Region outline entries ->
--- --- ---

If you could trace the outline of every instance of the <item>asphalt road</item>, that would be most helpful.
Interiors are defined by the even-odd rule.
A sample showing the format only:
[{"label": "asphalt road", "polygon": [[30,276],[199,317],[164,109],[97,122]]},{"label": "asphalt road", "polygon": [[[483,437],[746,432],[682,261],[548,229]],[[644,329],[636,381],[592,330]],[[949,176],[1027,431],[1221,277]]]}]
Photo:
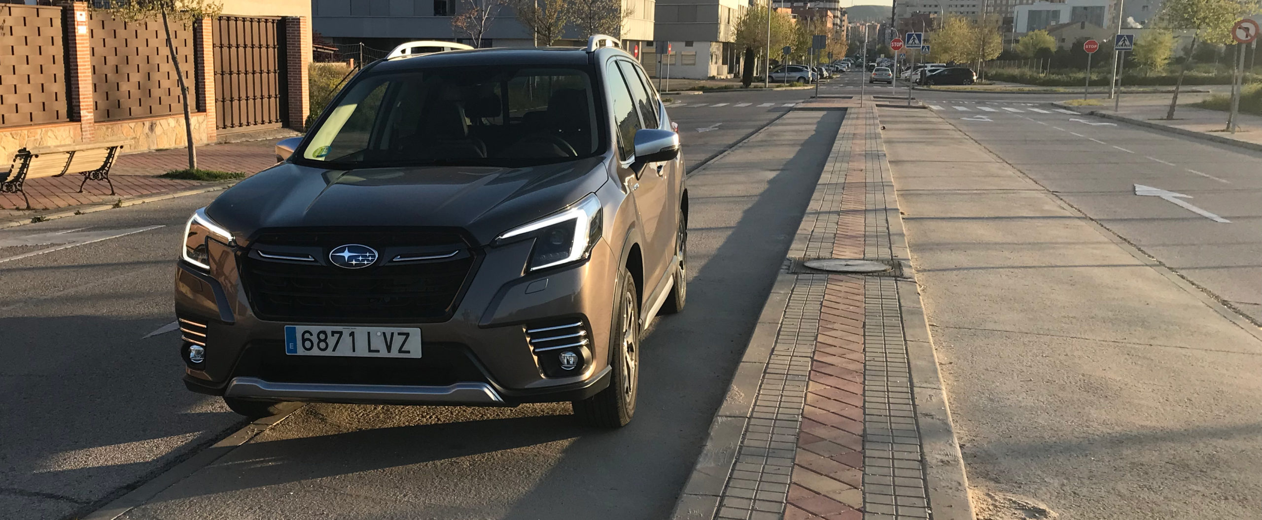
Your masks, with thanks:
[{"label": "asphalt road", "polygon": [[[712,96],[732,95],[694,97]],[[681,131],[727,124],[685,138],[685,157],[782,114],[719,109],[671,109]],[[581,428],[568,404],[310,405],[129,517],[665,516],[839,124],[786,115],[689,179],[689,308],[645,338],[630,427]],[[0,230],[0,511],[16,515],[5,517],[81,516],[242,424],[183,389],[173,333],[149,336],[172,322],[180,226],[213,197]]]},{"label": "asphalt road", "polygon": [[1232,174],[1251,157],[938,105],[880,114],[978,519],[1259,517],[1262,333],[1145,254],[1256,283],[1259,179]]}]

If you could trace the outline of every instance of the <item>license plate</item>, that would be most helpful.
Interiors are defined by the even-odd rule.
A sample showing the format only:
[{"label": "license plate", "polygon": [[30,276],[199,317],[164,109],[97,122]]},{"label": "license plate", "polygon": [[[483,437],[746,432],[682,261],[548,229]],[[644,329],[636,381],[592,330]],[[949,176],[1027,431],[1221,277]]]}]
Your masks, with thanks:
[{"label": "license plate", "polygon": [[420,329],[285,326],[290,356],[420,357]]}]

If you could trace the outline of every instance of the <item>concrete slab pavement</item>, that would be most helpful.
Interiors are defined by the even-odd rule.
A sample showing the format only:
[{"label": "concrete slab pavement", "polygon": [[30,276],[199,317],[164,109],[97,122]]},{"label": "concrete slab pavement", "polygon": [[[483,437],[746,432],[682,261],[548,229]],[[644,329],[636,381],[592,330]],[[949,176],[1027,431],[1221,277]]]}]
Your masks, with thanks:
[{"label": "concrete slab pavement", "polygon": [[978,517],[1262,515],[1257,328],[935,112],[880,110]]}]

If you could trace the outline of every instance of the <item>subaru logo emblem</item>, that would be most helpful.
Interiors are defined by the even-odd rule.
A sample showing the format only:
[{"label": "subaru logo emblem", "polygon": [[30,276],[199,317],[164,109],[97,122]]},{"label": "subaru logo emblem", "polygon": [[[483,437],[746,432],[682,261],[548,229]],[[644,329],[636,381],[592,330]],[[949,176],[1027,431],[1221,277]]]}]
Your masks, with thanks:
[{"label": "subaru logo emblem", "polygon": [[377,261],[377,250],[358,244],[347,244],[333,247],[333,251],[328,254],[328,260],[338,268],[367,268]]}]

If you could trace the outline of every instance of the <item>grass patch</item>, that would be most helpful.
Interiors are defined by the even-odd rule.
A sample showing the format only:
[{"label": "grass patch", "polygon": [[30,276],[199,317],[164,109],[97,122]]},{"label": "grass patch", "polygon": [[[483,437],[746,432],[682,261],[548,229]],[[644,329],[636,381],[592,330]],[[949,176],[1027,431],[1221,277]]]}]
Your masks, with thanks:
[{"label": "grass patch", "polygon": [[231,179],[244,179],[247,175],[244,172],[220,172],[213,169],[173,169],[162,175],[164,179],[184,179],[184,180],[231,180]]},{"label": "grass patch", "polygon": [[1070,106],[1100,106],[1100,105],[1104,105],[1104,101],[1100,101],[1100,100],[1069,100],[1069,101],[1061,101],[1061,103],[1070,105]]},{"label": "grass patch", "polygon": [[[1232,96],[1215,93],[1191,106],[1225,112],[1232,110]],[[1241,114],[1262,114],[1262,85],[1246,85],[1241,88]]]}]

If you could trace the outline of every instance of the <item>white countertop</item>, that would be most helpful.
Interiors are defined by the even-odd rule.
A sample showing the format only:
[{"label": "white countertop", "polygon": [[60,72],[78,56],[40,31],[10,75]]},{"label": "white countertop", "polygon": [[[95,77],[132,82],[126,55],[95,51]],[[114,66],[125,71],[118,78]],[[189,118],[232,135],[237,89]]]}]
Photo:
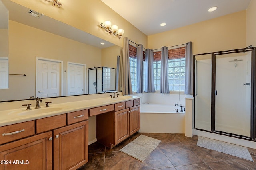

--- --- ---

Brief -> Which lines in the rows above contain the string "that"? Copy each such line in full.

Solution to this problem ->
If you could trace the outline of every instance of the <item>asphalt road</item>, that would be most helpful.
If you could trace the outline of every instance of the <item>license plate</item>, that would be most helpful.
If you could trace the outline of every instance of the <item>concrete slab pavement</item>, that would be most helpful.
If you could trace the outline of every instance of the <item>subaru logo emblem</item>, that would be most helpful.
If you could trace the outline of every instance of the <item>grass patch</item>, that would be most helpful.
If you could trace the outline of every instance of the <item>white countertop</item>, that would be most helpful.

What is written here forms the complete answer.